- Source passage:
Ternary search needs exactly one extremum: the curve rises then falls (max) or falls then rises (min). That is what makes a third safe to drop.
2 · Searching for a maximum, you find f(m1) < f(m2). What do you do?
Since m2 is higher, the curve is still climbing past m1, so the peak is to the right of m1. The left third [lo, m1] can be discarded: lo = m1.
3 · Why can't you just use binary search here?
Binary search relies on a monotonic order. A unimodal curve isn't monotonic, so one comparison at the middle is ambiguous — you need two probes to read the slope.
Questions
Ternary vs binary search — which is faster?
Same big-O class. Binary search keeps 1/2 with one evaluation per step; ternary keeps 2/3 with two evaluations. So ternary needs a few more iterations and twice the evals per iteration — a constant-factor cost, not an asymptotic one. Use it only when the data is unimodal rather than monotonic.
How do I handle an integer domain?

- Task input:
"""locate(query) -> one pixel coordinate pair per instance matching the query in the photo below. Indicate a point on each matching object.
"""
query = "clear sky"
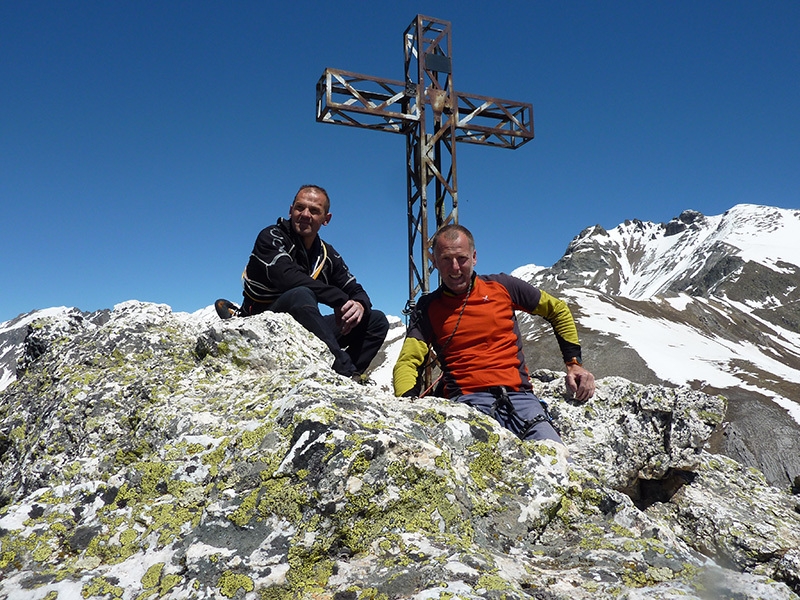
(143, 145)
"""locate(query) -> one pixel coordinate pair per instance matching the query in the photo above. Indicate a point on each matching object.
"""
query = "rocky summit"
(150, 454)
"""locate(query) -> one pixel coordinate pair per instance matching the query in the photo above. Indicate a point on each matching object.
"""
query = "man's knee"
(378, 323)
(294, 301)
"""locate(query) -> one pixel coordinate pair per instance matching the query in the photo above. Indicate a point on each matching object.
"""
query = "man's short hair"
(451, 232)
(316, 188)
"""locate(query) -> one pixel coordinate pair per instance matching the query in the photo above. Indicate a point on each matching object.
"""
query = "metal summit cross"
(433, 117)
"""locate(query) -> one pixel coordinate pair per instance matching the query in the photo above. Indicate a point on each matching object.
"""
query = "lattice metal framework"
(433, 117)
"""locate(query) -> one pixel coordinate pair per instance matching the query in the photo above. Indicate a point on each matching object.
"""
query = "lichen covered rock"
(161, 455)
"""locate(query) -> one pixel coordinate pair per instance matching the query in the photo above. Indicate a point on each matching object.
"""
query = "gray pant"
(519, 412)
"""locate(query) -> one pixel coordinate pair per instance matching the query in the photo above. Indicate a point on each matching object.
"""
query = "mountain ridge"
(709, 302)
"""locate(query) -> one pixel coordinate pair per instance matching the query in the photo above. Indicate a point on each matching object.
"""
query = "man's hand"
(348, 315)
(580, 382)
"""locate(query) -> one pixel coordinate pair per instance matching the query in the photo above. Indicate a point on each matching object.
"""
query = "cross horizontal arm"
(493, 122)
(346, 98)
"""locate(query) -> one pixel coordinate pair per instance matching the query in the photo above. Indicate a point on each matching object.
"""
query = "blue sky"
(143, 145)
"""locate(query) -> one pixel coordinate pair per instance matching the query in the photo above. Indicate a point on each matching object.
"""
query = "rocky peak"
(154, 454)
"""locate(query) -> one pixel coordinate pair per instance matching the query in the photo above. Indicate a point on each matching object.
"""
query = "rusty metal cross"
(433, 117)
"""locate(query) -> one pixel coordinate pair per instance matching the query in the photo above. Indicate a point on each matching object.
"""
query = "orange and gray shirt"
(476, 337)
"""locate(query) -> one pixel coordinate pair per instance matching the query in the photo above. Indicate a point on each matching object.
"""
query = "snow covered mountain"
(709, 302)
(712, 302)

- Tasks to carry out:
[1] Count how many lines of the records contain the string "rocky", and give only that number.
[2] Proceed with the ternary search passage, picking up right after its final sentence.
The records are unrelated to the ternary search passage.

- Task responses:
[1] 2

[2]
The 1/3 splits can stall on the last two or three integers because of rounding. A safe pattern is to loop while (hi − lo > 2) and then check the remaining handful directly, or compare f(mid) with f(mid + 1) to decide which half of the integer range keeps climbing.
Can it find a minimum too?
Yes — for a convex, single-valley function just flip the comparison: keep the side with the smaller value. The structure is identical; only the direction of the test changes.
Two probes, and the peak has nowhere to hide.
Split into thirds, drop the third that can't win, keep two-thirds — the window closes on the maximum in log time.